╭─ ИСХОДНЫЙ ОТРЫВОК

Все началось, когда мне было 12 лет: мой отец умер, а мать с головой окунулась в религию. С тех пор я осталась, по сути, без родителей. Моя мама жива до сих пор, но ее родительская роль так сильно изменилась с воцерковлением, что удар по мне получился, как будто я осталась сиротой.

В церковь люди часто обращаются в момент тяжелых жизненных испытаний и кризисов. В случае моей матери, это была депрессия на фоне смерти мужа, резкого снижения уровня доходов и статуса, развала науки, экономики и идеологии в масштабах страны. Ей требовалась духовная помощь и психологическая поддержка. Но вместо этого она получила классического «строгого батюшку» в качестве духовного отца, а с ним и уверенность в непосильной тяжести своих грехов, бездонное чувство вины, самоуничижение и пожирающий душу страх, именуемый почему-то Божьим. Ее любовь к Богу до сих пор больше похожа на «стокгольмский синдром» заложника.

╰─
╭─ ИСХОДНЫЕ ДАННЫЕ

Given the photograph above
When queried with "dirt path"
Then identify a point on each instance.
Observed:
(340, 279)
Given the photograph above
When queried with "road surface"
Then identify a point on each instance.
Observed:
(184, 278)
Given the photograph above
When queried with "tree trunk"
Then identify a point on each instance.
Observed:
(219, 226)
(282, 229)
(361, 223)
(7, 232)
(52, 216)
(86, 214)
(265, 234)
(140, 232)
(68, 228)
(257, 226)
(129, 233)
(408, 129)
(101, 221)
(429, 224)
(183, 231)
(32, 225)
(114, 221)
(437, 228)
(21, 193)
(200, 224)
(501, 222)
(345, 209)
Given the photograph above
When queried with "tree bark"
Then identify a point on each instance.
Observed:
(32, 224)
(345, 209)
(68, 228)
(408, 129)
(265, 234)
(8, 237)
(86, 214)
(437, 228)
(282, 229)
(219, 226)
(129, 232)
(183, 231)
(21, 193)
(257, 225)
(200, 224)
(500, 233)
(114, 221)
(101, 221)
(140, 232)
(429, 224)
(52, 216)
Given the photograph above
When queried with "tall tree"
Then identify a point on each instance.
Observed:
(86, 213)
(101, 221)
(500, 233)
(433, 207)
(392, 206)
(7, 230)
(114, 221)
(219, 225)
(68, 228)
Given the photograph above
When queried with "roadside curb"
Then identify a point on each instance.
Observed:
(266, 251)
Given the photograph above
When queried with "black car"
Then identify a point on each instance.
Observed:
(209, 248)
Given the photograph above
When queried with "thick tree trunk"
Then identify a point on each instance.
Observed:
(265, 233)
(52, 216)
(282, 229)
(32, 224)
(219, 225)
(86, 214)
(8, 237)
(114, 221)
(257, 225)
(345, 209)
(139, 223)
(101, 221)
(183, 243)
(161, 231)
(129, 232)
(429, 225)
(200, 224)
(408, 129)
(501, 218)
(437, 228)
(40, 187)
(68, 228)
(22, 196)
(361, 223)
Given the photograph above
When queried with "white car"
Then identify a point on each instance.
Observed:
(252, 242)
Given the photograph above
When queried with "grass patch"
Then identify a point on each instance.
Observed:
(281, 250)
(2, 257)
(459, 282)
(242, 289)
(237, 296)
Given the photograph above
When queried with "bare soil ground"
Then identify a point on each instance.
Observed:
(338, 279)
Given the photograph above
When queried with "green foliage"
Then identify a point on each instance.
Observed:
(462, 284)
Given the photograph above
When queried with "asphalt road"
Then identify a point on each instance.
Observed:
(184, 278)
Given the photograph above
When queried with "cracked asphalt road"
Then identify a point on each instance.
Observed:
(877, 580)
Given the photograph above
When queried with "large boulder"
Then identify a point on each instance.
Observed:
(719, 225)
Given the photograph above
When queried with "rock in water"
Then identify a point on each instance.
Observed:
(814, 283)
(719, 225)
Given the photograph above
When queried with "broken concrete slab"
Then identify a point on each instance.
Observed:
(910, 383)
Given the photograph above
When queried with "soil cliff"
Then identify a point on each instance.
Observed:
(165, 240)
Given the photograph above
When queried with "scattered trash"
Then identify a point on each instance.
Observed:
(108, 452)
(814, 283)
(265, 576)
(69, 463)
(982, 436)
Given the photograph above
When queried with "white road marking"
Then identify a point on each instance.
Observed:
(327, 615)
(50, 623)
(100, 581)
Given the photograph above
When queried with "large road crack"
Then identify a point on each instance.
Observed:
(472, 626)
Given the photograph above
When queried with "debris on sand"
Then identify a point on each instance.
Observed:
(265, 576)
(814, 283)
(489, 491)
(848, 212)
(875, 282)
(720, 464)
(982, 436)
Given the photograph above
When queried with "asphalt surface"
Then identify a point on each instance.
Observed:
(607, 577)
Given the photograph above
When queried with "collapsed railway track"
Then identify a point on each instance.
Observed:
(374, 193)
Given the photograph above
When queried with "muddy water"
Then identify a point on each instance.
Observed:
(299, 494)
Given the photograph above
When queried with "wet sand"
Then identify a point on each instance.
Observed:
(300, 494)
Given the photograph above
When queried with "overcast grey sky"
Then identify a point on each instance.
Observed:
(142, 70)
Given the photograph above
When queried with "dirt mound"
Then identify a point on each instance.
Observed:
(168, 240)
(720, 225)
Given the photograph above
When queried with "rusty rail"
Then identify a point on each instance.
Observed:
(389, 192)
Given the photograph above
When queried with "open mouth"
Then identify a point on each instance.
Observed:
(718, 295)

╰─

### ЧТО ТРЕБУЕТСЯ
Выпишите из исходного отрывка без изменений фрагмент от «Все началось, когда» до «будто я осталась сиротой.» включительно.

### РЕЗУЛЬТАТ
Все началось, когда мне было 12 лет: мой отец умер, а мать с головой окунулась в религию. С тех пор я осталась, по сути, без родителей. Моя мама жива до сих пор, но ее родительская роль так сильно изменилась с воцерковлением, что удар по мне получился, как будто я осталась сиротой.